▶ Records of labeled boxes

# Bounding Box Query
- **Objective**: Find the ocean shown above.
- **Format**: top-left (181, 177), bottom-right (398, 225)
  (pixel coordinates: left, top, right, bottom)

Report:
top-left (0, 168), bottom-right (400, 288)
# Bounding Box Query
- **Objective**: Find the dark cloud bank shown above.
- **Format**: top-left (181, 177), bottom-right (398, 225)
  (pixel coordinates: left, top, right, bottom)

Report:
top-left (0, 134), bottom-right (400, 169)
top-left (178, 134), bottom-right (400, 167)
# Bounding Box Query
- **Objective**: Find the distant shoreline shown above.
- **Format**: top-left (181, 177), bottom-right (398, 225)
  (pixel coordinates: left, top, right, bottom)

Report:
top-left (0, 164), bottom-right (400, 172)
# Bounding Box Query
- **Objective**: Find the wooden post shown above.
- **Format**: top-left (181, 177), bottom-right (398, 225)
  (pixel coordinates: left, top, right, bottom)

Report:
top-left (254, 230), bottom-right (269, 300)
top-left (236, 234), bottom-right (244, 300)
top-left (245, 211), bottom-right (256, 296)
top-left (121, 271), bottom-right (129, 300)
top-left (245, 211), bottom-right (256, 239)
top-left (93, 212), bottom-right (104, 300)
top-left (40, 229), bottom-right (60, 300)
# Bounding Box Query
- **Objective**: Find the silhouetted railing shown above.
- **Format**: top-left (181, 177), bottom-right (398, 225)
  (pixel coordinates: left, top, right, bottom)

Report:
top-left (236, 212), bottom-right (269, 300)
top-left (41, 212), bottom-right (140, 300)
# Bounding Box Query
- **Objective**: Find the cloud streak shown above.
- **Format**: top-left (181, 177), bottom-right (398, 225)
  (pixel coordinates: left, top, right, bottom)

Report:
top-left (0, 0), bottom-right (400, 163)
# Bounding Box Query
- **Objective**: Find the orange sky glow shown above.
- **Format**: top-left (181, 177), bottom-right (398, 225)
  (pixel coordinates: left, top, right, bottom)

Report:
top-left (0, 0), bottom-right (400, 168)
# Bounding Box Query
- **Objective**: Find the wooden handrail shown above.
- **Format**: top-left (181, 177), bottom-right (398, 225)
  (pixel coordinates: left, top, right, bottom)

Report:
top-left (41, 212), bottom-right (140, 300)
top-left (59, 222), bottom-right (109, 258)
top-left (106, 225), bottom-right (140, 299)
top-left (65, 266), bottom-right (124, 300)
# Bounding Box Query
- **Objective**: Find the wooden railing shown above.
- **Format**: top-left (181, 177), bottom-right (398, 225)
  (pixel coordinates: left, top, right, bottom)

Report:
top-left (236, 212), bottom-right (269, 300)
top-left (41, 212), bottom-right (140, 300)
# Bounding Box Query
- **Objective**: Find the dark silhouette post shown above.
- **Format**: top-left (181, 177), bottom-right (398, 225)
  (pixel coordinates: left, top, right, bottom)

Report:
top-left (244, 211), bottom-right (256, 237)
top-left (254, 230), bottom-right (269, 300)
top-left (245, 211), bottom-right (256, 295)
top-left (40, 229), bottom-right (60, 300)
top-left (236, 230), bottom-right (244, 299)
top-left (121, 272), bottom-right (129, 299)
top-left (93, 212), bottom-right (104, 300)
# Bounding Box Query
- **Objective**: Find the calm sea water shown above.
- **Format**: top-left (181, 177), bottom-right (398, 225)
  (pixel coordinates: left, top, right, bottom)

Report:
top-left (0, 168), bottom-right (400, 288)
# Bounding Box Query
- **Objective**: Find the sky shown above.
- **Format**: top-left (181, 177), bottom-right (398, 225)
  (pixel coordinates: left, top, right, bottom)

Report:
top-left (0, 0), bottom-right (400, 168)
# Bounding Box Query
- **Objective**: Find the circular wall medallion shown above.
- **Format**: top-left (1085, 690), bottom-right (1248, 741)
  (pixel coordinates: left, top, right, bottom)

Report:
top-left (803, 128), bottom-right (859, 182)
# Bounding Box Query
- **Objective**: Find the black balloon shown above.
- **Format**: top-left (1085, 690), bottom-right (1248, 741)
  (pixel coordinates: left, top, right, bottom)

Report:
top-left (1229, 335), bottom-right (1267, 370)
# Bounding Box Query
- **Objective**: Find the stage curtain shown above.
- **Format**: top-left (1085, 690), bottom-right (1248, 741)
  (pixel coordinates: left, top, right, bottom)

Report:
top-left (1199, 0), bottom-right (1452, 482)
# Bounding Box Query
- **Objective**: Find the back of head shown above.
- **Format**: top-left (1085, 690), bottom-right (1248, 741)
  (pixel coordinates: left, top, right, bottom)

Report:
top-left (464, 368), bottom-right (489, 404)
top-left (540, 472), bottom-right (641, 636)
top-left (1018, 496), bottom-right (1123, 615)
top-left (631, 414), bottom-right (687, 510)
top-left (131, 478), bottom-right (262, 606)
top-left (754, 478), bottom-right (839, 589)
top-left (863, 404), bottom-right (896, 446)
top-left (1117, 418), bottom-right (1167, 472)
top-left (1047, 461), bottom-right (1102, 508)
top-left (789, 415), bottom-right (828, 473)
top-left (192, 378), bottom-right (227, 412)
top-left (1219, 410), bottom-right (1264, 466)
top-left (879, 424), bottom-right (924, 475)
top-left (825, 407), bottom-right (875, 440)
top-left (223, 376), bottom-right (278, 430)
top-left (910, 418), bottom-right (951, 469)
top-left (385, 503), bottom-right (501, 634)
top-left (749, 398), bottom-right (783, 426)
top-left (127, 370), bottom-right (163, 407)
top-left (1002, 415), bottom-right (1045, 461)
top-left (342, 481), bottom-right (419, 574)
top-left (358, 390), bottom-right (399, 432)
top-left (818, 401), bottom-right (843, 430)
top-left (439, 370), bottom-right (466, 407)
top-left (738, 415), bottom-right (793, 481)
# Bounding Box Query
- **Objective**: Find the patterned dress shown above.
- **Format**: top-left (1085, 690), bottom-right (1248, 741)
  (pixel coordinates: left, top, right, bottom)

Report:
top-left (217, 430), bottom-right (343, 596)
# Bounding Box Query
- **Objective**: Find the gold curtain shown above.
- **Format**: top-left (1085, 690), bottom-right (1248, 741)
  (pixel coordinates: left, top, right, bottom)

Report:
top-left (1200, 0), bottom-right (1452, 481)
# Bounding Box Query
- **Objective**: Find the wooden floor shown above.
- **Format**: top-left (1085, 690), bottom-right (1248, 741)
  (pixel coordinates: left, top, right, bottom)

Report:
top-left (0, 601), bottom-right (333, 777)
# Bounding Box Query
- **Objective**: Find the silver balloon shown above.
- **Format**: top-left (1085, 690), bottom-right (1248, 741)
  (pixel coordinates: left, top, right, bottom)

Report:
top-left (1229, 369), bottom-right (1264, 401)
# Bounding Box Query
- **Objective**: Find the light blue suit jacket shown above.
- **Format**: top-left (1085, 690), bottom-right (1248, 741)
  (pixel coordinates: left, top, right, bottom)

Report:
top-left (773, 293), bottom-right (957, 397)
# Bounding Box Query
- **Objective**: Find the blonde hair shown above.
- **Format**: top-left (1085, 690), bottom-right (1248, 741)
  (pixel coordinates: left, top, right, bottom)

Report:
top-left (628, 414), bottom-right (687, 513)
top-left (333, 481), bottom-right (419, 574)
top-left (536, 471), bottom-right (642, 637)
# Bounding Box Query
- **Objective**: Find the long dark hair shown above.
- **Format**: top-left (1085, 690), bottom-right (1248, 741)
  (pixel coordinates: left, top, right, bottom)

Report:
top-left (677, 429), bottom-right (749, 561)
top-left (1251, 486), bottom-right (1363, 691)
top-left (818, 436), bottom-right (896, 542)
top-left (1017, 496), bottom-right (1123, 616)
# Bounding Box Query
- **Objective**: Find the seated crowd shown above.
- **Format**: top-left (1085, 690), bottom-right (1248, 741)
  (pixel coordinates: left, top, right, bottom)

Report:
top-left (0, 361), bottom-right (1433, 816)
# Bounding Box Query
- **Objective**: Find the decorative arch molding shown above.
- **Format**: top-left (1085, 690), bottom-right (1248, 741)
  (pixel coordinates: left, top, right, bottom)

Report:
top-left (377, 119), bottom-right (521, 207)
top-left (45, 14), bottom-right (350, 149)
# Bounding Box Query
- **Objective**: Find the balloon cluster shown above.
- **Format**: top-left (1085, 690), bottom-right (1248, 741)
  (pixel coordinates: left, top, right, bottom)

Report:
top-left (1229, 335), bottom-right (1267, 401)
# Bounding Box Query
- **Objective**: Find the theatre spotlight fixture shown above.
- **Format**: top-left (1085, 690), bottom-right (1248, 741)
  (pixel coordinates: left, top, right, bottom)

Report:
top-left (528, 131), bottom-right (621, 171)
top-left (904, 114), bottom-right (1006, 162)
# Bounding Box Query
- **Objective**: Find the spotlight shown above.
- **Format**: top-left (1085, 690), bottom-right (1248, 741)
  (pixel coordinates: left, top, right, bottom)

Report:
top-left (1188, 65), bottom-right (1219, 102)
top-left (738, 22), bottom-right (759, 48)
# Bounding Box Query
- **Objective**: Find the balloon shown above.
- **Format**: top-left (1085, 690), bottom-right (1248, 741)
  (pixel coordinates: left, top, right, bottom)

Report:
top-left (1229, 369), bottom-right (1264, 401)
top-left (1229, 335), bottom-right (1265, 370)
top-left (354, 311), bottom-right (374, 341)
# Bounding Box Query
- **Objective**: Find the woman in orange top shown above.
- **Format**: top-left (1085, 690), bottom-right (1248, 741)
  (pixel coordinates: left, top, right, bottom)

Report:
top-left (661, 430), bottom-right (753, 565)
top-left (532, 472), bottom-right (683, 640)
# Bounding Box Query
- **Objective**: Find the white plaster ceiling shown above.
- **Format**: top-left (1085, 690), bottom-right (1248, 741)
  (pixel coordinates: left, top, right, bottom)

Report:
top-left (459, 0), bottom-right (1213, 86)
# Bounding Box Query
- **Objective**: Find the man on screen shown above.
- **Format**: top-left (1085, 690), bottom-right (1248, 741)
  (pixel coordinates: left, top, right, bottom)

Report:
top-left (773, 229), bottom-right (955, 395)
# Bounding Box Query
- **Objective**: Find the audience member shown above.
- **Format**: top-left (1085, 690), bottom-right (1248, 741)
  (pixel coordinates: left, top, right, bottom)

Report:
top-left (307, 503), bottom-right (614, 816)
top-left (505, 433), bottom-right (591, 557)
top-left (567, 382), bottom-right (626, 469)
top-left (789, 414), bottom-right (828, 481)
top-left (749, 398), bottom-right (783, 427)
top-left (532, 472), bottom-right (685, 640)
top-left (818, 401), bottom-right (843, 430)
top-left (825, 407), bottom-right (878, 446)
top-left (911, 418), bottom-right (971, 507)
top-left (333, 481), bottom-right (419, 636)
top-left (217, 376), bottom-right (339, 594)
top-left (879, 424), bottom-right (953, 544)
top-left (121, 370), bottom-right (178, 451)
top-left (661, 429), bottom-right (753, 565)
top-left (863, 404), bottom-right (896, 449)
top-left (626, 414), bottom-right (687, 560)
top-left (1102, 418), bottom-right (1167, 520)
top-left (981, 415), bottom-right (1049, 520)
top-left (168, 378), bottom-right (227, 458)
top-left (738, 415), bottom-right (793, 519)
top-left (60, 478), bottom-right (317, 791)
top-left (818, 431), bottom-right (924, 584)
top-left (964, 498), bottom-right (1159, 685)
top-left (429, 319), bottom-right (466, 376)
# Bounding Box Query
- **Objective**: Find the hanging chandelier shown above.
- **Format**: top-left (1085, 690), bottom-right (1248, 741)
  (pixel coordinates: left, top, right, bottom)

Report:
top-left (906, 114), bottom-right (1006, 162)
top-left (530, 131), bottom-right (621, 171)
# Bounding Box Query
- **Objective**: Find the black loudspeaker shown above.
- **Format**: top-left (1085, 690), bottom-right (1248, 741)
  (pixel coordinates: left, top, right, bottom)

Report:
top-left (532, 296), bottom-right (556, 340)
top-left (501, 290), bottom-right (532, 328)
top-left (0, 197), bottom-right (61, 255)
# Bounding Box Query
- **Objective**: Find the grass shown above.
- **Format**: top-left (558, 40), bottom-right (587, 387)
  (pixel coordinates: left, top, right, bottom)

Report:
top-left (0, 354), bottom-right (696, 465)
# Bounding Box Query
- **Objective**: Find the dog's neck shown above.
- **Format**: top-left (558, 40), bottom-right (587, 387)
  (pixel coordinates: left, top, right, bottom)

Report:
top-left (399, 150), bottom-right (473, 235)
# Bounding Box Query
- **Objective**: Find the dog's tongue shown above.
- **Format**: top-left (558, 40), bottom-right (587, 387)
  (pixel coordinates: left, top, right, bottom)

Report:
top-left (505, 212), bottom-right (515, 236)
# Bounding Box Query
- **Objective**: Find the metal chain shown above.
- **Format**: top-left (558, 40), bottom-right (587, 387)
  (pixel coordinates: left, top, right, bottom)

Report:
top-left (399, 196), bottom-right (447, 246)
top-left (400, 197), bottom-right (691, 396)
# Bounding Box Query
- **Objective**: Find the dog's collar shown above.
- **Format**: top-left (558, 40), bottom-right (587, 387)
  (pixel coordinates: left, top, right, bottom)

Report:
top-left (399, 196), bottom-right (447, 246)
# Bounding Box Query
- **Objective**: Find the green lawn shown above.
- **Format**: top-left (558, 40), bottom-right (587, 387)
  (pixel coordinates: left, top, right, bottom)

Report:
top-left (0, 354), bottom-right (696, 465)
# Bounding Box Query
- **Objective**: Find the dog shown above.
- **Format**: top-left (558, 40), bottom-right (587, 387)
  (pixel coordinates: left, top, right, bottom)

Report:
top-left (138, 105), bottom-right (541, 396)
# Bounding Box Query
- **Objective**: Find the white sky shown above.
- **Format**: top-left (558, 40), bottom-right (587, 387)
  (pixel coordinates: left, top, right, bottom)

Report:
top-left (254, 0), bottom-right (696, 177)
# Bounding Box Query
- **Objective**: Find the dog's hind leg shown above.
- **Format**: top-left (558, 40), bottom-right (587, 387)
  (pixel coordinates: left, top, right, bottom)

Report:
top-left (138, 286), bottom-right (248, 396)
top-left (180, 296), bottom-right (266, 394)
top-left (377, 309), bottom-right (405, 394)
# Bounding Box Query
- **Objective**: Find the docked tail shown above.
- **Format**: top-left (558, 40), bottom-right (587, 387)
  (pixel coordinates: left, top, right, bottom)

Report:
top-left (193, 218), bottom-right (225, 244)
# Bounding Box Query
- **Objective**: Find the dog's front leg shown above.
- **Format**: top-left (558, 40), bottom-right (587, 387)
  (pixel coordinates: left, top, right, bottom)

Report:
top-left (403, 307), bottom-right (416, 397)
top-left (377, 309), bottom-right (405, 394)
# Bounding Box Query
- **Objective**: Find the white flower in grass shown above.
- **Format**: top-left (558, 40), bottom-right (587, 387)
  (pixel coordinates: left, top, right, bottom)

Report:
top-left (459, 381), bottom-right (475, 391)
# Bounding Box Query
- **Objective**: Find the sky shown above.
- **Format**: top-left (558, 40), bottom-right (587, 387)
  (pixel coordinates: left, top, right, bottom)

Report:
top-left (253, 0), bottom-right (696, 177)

▶ REQUIRED WORK
Pull out every line of the records above that contains the word "orange", copying each one in full. Case counts, so match the word only where its capitalization is identical.

▶ FULL OUTPUT
- **Objective**: Find the orange sky glow shown above.
- **Objective**: Find the woman in orange top shown above.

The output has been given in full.